▶ [COMPLETE THE FOLLOWING]
1) Edit the forum thread from "Whenever I am" to "a Dimocrat speak.", changing "trade offs" to "compromises" wherever it appears.
2) In the forum thread, what has the University of New Hampshire suggested turning into a giant oil-producing "farm"?

▶ [QUOTED PASSAGE]
☆ ☆ ☆ ☆

Posted on 05/03/2005 5:06:37 PM PDT by gogipper
Bingo!
I would suggest that, more precisely, their agenda is to destroy capitalism in Western Civilization. And replace it with "5 year plans".
Whenever I am in a discussion such as this with a lib, with each solution I put forth for a problem they perceive, the response (objection) is always "yes, but...".
There is NO answer to ANY problem that does not entail trade offs. These people demand solutions that have no cost limits, no trade offs. Their manner is not to look for solutions, but to look for faults in the solutions that they demand from others.
Yes, it's so.
Why? Geez, it's pretty obvious. Listen to a Dimocrat speak.
Yes, until their guidance system had a little glitch and they fried a major population center.
"no new refineries have been built in the USA since the 1950's"
Since the 70's actually.
The University of New Hampshire is conducting tests on that very theory. They have a process worked out to produce oil from microbes and have suggested that we turn the Salton Sea in California into a giant oil-producing "farm" using oil-extruding microbes.
Cool. Bet it'll smell to high heaven though.

☆ ☆ ☆ ☆

▶ [PROVIDED DATA]
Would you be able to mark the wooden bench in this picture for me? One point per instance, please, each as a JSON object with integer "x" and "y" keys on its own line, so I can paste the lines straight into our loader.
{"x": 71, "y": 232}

☆ ☆ ☆ ☆

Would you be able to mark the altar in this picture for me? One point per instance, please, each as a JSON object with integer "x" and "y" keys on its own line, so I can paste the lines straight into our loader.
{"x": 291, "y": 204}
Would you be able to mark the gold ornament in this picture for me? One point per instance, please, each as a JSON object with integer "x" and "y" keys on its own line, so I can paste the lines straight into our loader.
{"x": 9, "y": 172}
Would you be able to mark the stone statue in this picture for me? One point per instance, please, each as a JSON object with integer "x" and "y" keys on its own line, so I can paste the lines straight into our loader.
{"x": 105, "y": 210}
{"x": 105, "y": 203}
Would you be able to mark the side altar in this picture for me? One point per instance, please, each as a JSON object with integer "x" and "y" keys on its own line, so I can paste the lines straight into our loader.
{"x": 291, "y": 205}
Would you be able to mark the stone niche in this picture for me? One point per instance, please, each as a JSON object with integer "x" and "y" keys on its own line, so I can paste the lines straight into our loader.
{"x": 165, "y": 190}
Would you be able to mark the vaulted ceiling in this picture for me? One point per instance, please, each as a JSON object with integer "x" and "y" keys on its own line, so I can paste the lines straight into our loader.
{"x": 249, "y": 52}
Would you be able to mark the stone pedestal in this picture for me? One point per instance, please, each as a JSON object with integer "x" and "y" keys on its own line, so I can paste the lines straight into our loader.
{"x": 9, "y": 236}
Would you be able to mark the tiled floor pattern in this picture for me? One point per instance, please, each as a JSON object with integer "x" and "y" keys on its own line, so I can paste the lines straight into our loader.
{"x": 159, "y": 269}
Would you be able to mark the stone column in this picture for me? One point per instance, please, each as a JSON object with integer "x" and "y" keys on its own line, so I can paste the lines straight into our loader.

☆ ☆ ☆ ☆

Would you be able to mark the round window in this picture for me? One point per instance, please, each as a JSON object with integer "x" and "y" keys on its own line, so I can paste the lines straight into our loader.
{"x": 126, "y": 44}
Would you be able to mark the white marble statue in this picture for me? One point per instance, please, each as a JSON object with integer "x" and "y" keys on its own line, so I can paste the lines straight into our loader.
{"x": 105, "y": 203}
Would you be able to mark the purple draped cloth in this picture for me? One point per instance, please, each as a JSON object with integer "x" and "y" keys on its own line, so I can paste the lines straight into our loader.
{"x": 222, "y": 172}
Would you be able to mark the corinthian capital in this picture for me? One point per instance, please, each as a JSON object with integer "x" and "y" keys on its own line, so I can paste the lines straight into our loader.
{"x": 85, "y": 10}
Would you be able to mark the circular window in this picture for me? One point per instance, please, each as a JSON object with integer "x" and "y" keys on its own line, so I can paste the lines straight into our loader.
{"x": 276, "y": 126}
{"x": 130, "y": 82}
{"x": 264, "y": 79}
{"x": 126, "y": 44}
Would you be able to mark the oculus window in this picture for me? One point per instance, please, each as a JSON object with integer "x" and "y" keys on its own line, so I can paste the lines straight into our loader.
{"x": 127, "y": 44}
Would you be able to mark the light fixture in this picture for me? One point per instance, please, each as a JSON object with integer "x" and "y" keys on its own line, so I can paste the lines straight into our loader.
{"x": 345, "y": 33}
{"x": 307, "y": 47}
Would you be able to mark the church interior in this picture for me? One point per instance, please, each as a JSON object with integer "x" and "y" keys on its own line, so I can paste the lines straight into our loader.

☆ ☆ ☆ ☆

▶ [ANSWERS BELOW]
1)
Whenever I am in a discussion such as this with a lib, with each solution I put forth for a problem they perceive, the response (objection) is always "yes, but...".
There is NO answer to ANY problem that does not entail compromises. These people demand solutions that have no cost limits, no compromises. Their manner is not to look for solutions, but to look for faults in the solutions that they demand from others.
Yes, it's so.
Why? Geez, it's pretty obvious. Listen to a Dimocrat speak.

2) The Salton Sea in California.